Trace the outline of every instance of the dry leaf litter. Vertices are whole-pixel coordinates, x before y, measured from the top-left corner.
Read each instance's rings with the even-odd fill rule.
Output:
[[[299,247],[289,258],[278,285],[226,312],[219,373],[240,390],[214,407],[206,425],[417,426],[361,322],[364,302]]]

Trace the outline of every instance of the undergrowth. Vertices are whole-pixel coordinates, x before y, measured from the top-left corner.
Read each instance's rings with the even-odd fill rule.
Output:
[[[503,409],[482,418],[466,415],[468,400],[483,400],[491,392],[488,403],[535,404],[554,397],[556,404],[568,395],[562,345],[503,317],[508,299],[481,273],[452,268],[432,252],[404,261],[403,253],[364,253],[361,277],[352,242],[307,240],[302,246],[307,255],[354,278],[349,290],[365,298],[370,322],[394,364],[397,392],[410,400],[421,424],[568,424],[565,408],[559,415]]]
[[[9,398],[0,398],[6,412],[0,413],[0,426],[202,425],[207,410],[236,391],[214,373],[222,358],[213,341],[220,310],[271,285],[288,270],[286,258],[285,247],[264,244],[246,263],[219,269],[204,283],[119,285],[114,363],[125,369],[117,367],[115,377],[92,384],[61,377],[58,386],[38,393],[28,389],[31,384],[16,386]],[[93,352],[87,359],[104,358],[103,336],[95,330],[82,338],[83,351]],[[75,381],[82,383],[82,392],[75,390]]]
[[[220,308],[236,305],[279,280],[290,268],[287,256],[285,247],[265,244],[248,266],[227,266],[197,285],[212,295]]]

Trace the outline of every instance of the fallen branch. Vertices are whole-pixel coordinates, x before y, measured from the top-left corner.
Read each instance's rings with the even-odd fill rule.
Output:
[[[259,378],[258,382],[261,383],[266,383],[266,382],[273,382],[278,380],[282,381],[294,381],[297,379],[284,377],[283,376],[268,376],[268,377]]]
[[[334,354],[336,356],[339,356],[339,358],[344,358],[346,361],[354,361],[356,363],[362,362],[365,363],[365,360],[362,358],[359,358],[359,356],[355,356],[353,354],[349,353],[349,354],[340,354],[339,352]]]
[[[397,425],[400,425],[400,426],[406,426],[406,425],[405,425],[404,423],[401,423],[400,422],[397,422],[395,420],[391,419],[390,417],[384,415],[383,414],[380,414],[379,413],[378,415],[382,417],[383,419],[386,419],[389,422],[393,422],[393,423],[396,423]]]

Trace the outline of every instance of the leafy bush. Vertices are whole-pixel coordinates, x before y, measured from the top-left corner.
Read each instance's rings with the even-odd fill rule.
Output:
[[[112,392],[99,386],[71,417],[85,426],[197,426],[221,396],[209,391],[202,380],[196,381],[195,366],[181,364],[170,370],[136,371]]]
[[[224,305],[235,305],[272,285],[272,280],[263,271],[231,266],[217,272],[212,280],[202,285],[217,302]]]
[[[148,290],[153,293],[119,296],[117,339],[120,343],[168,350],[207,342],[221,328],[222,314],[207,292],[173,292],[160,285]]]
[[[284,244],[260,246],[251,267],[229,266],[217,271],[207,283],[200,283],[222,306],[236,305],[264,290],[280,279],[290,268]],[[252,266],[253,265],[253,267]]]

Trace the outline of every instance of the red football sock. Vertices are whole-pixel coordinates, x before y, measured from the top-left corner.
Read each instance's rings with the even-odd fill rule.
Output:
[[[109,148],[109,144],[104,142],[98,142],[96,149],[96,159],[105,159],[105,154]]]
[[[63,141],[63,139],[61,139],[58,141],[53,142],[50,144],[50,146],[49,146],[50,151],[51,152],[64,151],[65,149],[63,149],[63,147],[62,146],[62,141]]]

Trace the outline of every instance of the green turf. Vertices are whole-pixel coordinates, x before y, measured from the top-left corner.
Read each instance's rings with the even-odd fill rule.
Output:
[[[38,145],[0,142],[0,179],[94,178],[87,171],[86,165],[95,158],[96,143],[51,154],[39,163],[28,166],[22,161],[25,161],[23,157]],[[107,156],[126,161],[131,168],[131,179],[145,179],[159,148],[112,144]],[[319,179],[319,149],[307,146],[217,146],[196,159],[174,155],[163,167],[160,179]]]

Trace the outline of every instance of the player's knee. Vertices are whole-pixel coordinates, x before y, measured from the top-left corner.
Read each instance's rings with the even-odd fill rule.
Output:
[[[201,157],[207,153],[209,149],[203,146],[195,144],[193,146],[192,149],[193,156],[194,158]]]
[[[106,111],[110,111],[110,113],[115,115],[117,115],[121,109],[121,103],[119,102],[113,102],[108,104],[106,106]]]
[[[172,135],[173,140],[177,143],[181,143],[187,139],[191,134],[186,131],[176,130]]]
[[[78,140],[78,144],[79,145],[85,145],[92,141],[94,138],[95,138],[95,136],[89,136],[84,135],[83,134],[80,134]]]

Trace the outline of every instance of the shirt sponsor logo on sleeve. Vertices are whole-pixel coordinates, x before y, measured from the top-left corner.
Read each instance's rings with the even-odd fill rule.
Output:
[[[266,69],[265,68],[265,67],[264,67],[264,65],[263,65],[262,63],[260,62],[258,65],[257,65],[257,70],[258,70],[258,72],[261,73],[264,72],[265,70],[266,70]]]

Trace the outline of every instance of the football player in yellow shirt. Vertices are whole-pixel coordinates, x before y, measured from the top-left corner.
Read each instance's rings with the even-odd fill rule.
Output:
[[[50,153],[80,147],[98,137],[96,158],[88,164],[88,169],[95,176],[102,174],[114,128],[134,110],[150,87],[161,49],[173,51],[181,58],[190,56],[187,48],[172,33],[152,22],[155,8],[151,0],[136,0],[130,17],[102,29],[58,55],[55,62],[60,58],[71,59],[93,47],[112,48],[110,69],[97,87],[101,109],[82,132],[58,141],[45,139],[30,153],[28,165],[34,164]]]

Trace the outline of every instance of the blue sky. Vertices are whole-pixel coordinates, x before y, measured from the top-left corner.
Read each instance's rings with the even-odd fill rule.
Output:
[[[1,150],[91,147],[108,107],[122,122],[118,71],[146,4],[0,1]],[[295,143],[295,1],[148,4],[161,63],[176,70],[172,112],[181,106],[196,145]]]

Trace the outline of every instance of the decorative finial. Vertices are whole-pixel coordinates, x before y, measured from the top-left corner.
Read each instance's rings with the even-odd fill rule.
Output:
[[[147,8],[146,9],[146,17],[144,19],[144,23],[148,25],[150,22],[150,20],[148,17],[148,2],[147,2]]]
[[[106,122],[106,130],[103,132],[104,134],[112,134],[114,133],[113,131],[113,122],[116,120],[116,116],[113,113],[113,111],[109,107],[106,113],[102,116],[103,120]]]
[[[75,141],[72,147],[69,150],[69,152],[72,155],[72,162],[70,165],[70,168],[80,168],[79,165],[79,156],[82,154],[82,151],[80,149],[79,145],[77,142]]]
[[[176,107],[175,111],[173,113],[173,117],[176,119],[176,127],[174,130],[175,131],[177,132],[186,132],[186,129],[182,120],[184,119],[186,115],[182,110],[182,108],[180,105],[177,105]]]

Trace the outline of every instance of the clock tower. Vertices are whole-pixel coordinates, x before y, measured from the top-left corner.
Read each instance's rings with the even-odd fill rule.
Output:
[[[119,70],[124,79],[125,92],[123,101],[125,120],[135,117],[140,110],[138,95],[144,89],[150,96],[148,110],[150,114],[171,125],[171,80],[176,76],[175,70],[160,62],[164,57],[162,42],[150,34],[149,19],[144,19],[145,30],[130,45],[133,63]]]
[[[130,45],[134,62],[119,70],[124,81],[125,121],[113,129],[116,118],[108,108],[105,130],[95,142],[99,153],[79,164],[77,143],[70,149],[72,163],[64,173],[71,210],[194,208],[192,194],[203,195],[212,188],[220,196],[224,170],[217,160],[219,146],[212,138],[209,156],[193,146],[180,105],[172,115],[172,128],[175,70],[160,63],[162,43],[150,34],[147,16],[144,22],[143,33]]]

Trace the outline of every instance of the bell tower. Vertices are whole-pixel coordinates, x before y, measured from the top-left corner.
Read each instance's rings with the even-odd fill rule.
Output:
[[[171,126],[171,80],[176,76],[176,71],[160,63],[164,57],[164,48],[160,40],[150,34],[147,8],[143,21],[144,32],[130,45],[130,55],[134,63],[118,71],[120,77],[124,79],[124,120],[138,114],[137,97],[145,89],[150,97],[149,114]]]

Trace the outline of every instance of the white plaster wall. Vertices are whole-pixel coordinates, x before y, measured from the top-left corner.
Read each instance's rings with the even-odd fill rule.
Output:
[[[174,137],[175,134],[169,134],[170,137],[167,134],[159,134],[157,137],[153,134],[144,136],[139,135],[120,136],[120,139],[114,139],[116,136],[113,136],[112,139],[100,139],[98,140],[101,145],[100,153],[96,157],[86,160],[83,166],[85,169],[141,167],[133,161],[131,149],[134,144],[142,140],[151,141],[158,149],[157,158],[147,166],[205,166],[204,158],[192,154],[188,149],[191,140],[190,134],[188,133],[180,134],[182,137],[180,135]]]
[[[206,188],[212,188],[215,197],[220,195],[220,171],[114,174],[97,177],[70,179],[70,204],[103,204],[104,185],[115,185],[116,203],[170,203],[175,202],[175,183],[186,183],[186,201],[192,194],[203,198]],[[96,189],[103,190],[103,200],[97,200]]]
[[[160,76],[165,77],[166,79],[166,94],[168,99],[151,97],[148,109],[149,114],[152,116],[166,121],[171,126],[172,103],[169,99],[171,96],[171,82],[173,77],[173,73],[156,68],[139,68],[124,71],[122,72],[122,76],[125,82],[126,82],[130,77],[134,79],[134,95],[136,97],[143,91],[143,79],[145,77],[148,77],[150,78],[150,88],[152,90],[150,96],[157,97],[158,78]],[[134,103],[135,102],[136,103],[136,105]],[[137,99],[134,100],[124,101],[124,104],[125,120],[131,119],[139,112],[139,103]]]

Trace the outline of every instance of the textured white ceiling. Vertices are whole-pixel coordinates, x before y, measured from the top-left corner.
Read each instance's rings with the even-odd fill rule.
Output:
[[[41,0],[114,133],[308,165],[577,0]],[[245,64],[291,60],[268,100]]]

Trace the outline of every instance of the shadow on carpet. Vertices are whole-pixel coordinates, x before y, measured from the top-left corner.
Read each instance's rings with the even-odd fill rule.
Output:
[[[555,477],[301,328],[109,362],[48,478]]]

----

* Stated problem
Copy the material verbatim, starting at the line that contains "Trace the outline of every instance of the textured" and ending at the end of the material.

* Solution
Trace the outline of every instance of the textured white ceiling. Vertices are whole-pixel coordinates, x before y, measured from the top-left corner.
Read each instance's rings with the even-odd fill rule.
Output:
[[[41,0],[114,133],[308,165],[577,0]],[[245,64],[291,60],[268,100]]]

Trace the outline of every instance of the shadow on carpet. Vertices are whole-pixel coordinates, x before y, measured from the top-left corner.
Read each instance's rings with the even-odd fill rule.
Output:
[[[555,477],[301,328],[109,362],[48,478]]]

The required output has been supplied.